* Begin *
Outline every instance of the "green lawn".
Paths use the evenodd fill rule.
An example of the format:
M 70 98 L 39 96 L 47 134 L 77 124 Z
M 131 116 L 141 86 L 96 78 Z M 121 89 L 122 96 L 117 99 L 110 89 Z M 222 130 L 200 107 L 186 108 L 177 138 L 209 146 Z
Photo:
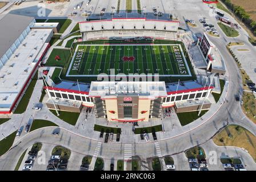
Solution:
M 142 133 L 144 133 L 144 131 L 146 133 L 150 133 L 153 131 L 158 132 L 163 131 L 163 129 L 162 128 L 162 125 L 147 127 L 139 127 L 135 129 L 135 134 L 140 134 Z
M 14 112 L 14 114 L 23 113 L 27 109 L 27 105 L 29 104 L 29 100 L 30 100 L 31 96 L 32 95 L 34 90 L 34 88 L 37 83 L 38 75 L 38 72 L 37 71 L 35 73 L 34 78 L 32 78 L 29 86 L 27 87 L 27 90 L 21 100 L 21 101 L 19 101 L 19 105 L 15 110 Z
M 53 46 L 56 42 L 59 40 L 61 35 L 54 34 L 51 37 L 51 40 L 50 40 L 50 45 Z
M 14 141 L 16 133 L 17 131 L 15 131 L 9 136 L 5 136 L 6 138 L 0 141 L 0 156 L 5 154 L 11 148 L 13 141 Z
M 161 164 L 160 163 L 160 160 L 159 160 L 158 157 L 152 159 L 152 168 L 154 171 L 161 170 Z
M 0 118 L 0 125 L 2 125 L 9 120 L 10 118 Z
M 182 126 L 185 126 L 193 122 L 206 113 L 208 110 L 202 110 L 200 115 L 198 116 L 198 111 L 186 112 L 177 113 L 178 118 Z
M 41 150 L 42 145 L 43 144 L 42 144 L 42 143 L 39 143 L 39 142 L 35 143 L 33 145 L 31 150 L 33 151 L 38 152 L 39 151 L 40 151 Z
M 117 171 L 123 171 L 123 160 L 117 161 Z
M 47 22 L 58 22 L 60 24 L 58 33 L 63 34 L 69 26 L 72 20 L 70 19 L 49 19 Z
M 239 35 L 239 32 L 234 28 L 231 28 L 221 22 L 218 22 L 218 24 L 227 36 L 234 38 Z
M 41 96 L 40 97 L 40 100 L 39 101 L 40 102 L 42 102 L 43 101 L 43 97 L 45 97 L 46 94 L 46 93 L 45 93 L 45 90 L 43 90 L 41 94 Z
M 139 161 L 138 160 L 131 160 L 131 171 L 139 171 Z
M 91 155 L 86 155 L 82 160 L 82 164 L 83 165 L 90 165 L 91 164 L 91 159 L 93 156 Z
M 114 133 L 114 134 L 121 133 L 121 129 L 119 127 L 106 127 L 98 125 L 94 125 L 94 131 L 99 132 L 103 131 L 104 133 Z
M 59 115 L 57 116 L 55 110 L 49 110 L 53 114 L 69 124 L 75 126 L 80 113 L 58 111 Z
M 52 155 L 61 155 L 61 159 L 69 159 L 70 157 L 71 151 L 61 146 L 55 147 L 51 152 Z
M 35 22 L 37 23 L 44 23 L 47 19 L 36 19 Z
M 222 5 L 222 4 L 220 2 L 218 3 L 217 3 L 217 8 L 225 11 L 226 13 L 227 13 L 230 15 L 231 15 L 231 13 L 227 10 L 226 7 L 224 7 L 224 6 Z
M 55 60 L 55 57 L 57 55 L 60 57 L 61 60 L 58 61 Z M 64 67 L 64 66 L 69 61 L 70 56 L 70 50 L 57 48 L 53 49 L 46 61 L 46 63 L 45 64 L 45 65 Z
M 23 159 L 24 158 L 24 156 L 25 155 L 26 151 L 27 151 L 27 150 L 26 150 L 24 151 L 24 152 L 23 152 L 23 154 L 21 155 L 21 156 L 20 156 L 20 158 L 19 159 L 19 160 L 18 160 L 18 163 L 16 164 L 16 166 L 15 167 L 14 171 L 19 170 L 19 167 L 21 166 L 21 162 L 22 162 Z
M 201 152 L 200 152 L 201 151 Z M 190 148 L 186 151 L 186 156 L 189 158 L 205 159 L 206 156 L 203 149 L 198 146 Z
M 174 160 L 170 156 L 165 156 L 163 158 L 166 165 L 173 165 L 174 164 Z
M 97 158 L 94 166 L 94 171 L 101 171 L 104 167 L 104 161 L 100 158 Z
M 221 85 L 221 93 L 218 94 L 217 93 L 212 93 L 212 94 L 213 94 L 213 97 L 214 97 L 215 101 L 216 102 L 217 102 L 219 101 L 219 98 L 221 97 L 221 94 L 222 93 L 223 89 L 224 88 L 224 85 L 225 84 L 225 81 L 224 81 L 224 80 L 219 80 L 219 84 Z
M 137 1 L 137 11 L 138 14 L 141 14 L 141 0 Z
M 68 41 L 67 42 L 67 44 L 66 44 L 66 46 L 65 46 L 65 47 L 67 47 L 67 48 L 71 48 L 71 46 L 72 46 L 72 44 L 73 44 L 73 42 L 74 42 L 74 40 L 75 40 L 75 39 L 80 39 L 80 38 L 81 38 L 81 37 L 77 37 L 77 38 L 73 38 L 73 39 L 71 39 L 68 40 Z
M 54 71 L 51 75 L 51 78 L 53 81 L 58 84 L 61 82 L 61 79 L 59 78 L 62 68 L 55 68 Z
M 32 123 L 30 132 L 41 127 L 47 126 L 58 126 L 56 124 L 47 120 L 35 119 Z
M 77 24 L 74 26 L 74 28 L 71 31 L 70 33 L 74 32 L 78 30 L 80 30 L 80 28 L 79 27 L 79 23 L 77 23 Z
M 133 10 L 133 6 L 132 6 L 132 0 L 126 0 L 126 12 L 127 13 L 131 13 L 131 11 Z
* End *
# EXERCISE
Pick out each line in the rows above that contains the word "lawn", and copy it.

# FULL RESPONSE
Outline every instance of the "green lawn".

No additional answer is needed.